STATED EXERCISE:
Below are the entries; output exactly the lines from the one containing "shape point(674, 457)" through the final line, inclusive.

RECORDS SUPPLIED:
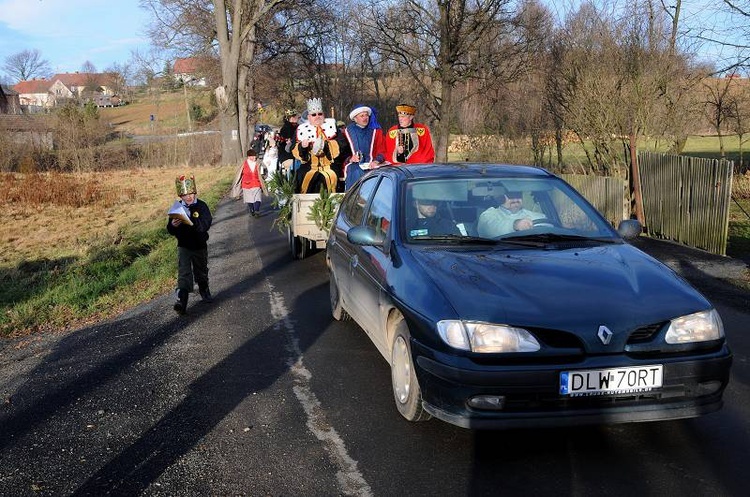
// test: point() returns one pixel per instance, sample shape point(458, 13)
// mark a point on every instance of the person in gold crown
point(408, 142)
point(192, 247)
point(316, 149)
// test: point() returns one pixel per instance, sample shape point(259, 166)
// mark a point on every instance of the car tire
point(337, 310)
point(406, 391)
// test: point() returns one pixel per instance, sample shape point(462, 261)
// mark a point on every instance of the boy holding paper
point(192, 235)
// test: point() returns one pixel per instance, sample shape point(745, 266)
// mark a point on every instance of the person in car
point(427, 221)
point(508, 217)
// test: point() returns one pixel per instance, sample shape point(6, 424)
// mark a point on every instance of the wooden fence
point(686, 199)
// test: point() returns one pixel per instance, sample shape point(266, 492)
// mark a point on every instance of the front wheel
point(406, 389)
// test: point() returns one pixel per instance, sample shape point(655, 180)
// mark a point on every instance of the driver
point(508, 217)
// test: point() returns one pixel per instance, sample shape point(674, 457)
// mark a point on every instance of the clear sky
point(68, 33)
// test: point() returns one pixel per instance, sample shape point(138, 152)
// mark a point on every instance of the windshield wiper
point(456, 239)
point(478, 240)
point(558, 237)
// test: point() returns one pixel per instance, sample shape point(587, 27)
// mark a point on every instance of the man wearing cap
point(192, 246)
point(508, 217)
point(364, 145)
point(316, 149)
point(409, 142)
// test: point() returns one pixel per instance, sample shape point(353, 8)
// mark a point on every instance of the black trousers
point(192, 264)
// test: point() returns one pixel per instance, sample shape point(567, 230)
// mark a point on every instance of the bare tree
point(228, 28)
point(438, 44)
point(27, 64)
point(719, 106)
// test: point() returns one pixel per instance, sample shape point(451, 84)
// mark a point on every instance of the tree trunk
point(635, 178)
point(231, 146)
point(442, 128)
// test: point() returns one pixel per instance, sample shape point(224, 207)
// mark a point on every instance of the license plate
point(611, 381)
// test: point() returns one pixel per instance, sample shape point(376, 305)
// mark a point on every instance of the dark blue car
point(501, 298)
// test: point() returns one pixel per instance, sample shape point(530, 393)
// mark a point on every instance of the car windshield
point(523, 211)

COMPLETED TASK:
// test: point() returns one pixel per instance, sample shape point(674, 457)
// mark a point on every instance of the clear sky
point(68, 33)
// test: point() returns one pixel per instance, sample shape point(138, 152)
// mark a point on every instance of the windshield wiper
point(456, 239)
point(478, 240)
point(558, 237)
// test: point() returns one pixel per instance, sample shape point(587, 27)
// mark a point on every instance of the man wearing cap
point(192, 246)
point(508, 217)
point(364, 145)
point(316, 149)
point(409, 142)
// test: point() returns one pixel per instance, sample shape point(353, 8)
// mark a point on every instance of the black trousers
point(192, 264)
// test: point() returns one pixel per instance, sample shape point(567, 230)
// mark a point on every instance of the bare tree
point(228, 28)
point(438, 44)
point(27, 64)
point(719, 106)
// test: point() returns one pixel per instance, sample shape point(451, 84)
// mark a point on every instance of the tree trunk
point(635, 178)
point(231, 146)
point(442, 128)
// test: point() returns one pixel per instance, sample shape point(224, 207)
// mark a point on every instance of the license plate
point(611, 381)
// test: point() returns one pixel per instance, sample shape point(376, 305)
// mark a point on every instance of the dark blue car
point(501, 298)
// test: point() returns one pixel per instance, sample shape point(530, 393)
// mark a point on every instance of the car windshield
point(523, 211)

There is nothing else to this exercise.